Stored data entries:

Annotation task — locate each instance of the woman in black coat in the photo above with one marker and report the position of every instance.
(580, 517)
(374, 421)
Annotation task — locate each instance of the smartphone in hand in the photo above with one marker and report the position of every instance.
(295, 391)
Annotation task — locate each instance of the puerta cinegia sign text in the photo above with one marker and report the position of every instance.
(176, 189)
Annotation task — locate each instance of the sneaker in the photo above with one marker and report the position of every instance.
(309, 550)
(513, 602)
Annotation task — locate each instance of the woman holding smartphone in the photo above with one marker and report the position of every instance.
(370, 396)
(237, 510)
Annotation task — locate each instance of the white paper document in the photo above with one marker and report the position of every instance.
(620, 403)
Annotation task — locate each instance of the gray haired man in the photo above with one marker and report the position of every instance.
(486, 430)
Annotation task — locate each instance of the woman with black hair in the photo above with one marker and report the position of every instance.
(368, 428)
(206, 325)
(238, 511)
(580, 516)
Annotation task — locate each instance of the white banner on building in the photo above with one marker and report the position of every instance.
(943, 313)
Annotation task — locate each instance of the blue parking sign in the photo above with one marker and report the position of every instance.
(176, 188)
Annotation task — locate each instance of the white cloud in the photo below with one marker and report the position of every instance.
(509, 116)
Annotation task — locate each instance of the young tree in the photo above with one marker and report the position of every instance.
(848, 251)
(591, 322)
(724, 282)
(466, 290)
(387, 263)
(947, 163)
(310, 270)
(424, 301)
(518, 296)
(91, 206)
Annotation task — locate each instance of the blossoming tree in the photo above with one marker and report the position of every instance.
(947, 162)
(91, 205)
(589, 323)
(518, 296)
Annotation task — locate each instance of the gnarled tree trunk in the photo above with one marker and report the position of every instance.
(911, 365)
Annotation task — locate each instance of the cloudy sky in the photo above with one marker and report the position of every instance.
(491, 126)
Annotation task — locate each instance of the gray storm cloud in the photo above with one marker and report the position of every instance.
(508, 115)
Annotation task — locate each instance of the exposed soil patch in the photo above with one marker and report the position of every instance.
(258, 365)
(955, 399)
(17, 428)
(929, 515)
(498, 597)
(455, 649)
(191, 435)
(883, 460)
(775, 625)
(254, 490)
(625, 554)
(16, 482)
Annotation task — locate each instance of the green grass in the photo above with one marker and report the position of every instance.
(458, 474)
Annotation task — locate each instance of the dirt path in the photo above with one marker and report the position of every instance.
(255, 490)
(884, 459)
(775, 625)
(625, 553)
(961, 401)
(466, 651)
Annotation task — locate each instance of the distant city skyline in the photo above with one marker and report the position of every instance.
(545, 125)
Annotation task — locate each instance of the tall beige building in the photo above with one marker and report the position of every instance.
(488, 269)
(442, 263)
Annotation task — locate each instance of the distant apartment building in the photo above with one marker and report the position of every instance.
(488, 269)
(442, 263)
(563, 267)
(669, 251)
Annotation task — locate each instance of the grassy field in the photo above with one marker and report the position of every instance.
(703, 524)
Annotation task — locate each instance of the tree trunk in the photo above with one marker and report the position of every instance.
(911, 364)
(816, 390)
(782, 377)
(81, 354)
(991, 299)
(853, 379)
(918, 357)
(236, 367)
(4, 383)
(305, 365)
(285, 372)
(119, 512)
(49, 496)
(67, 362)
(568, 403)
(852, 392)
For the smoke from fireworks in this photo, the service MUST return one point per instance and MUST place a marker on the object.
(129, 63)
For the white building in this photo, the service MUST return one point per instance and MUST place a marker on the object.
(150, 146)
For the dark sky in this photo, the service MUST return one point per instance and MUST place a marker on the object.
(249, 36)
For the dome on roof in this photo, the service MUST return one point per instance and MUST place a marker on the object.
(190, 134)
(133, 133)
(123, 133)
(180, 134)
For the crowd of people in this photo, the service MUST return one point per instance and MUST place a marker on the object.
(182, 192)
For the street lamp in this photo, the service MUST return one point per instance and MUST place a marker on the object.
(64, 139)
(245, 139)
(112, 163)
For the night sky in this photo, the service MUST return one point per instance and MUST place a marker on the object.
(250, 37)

▶ _TASK DIRECTIONS_
Repeat the entries exactly, all of them.

▶ _TASK RESULT_
Annotation task — locate each instance of the woman in black coat in the photo above with one marker and report the position of every instance.
(580, 517)
(374, 421)
Annotation task — locate each instance of the smartphone in hand in the photo above with one marker and report the position of every instance.
(295, 391)
Annotation task — locate each instance of the puerta cinegia sign text in the photo above with one marker and report the position of every instance.
(176, 189)
Annotation task — locate each instance of the sneaker in the photo above with one marker and report the position of every instance.
(309, 550)
(513, 602)
Annotation task — locate each instance of the woman holding smartphone in the photo above with one marker and report the position of every instance.
(370, 396)
(237, 510)
Annotation task — locate each instance of the white paper document in the photo above with one marker and report the position of every instance.
(620, 403)
Annotation task — locate each instance of the gray haired man in the photo above with one marker and report the position of every instance.
(486, 430)
Annotation task — locate each instance of the woman with black hair in the photo above with one marker and report the position of every instance.
(368, 428)
(206, 325)
(238, 511)
(580, 516)
Annotation task — locate each instance of the white banner on building in the photo above with one marker and report the position of every instance.
(943, 313)
Annotation task — locate each instance of the blue parking sign in the photo above with one marker and report the position of every instance.
(176, 188)
Annotation task — locate each instance of the white cloud in the photo below with one marker and report the position of every instance.
(509, 116)
Annotation task — locate each instance of the young tree in the photo above with one marker and report the position of every instance.
(848, 251)
(591, 322)
(724, 282)
(466, 290)
(387, 263)
(947, 163)
(310, 270)
(424, 301)
(518, 296)
(91, 206)
Annotation task — locate each instance of the blossoming tree in the photo above with one marker and report the position of every instance.
(947, 162)
(91, 205)
(589, 323)
(518, 296)
Annotation task — locate each instance of the gnarled tree trunk in the photo above with one marker and report the position of every instance.
(911, 365)
Annotation task — locate each instance of the cloudy sky in the photo above with one marker and report the position of every instance.
(491, 126)
Annotation task — locate each instance of the gray storm cloud in the photo above with one marker and report the position of every instance.
(508, 115)
Annotation task — locate each instance of the exposed soil patch in the photo above with one marker and report the position of every instance.
(258, 365)
(955, 399)
(17, 428)
(929, 515)
(498, 597)
(455, 649)
(191, 435)
(883, 460)
(775, 625)
(254, 490)
(625, 554)
(16, 482)
Annotation task — locate each instance of the green grass in the photo above with one marker and report the position of every instance.
(458, 474)
Annotation task — locate each instance of the dirt path in the photo above with one marker and report the position of every instance.
(255, 490)
(884, 459)
(775, 625)
(625, 553)
(961, 401)
(466, 651)
Annotation task — locate each instance of the distant city skyline in the photo above with one marker and report the position of every instance.
(545, 125)
Annotation task — locate each instance of the tall beige building in the photo above with one marker and report the position of every instance.
(488, 269)
(442, 263)
Annotation task — locate each instance of the distant apartment building in the photo above with one marker and report the position of every instance.
(488, 269)
(442, 263)
(563, 267)
(669, 251)
Annotation task — locate each instance of the grassy field in the photo above with one marker and report the position of every instance.
(703, 524)
Annotation task — locate each instance of the tree trunk in the photo above with one marker and report the position of every instance.
(911, 364)
(816, 390)
(782, 377)
(81, 354)
(991, 299)
(853, 379)
(918, 357)
(236, 367)
(4, 383)
(305, 365)
(285, 372)
(119, 512)
(49, 496)
(67, 362)
(568, 403)
(852, 392)
For the smoke from fireworks in this photo, the service MUST return one point per instance and MUST place a marker on the object.
(129, 63)
For the white building in this photo, the service MUST return one point per instance and MUST place a marker on the object.
(150, 146)
For the dark sky in this photo, the service MUST return one point per instance and MUST place a marker on the object.
(249, 36)
For the dome on roof in this photo, the service MUST return one point per instance and MUST place a marker on the object.
(190, 134)
(133, 133)
(123, 133)
(180, 134)
For the crowd of people in this photo, the service MUST return one point per instance and MUST place a marker on the object.
(182, 192)
For the street lamp in this photo, the service MUST return one point per instance and MUST place a marker on the object.
(64, 139)
(245, 139)
(112, 163)
For the night sky in this photo, the service MUST return one point per instance and MUST place a marker on the object.
(250, 37)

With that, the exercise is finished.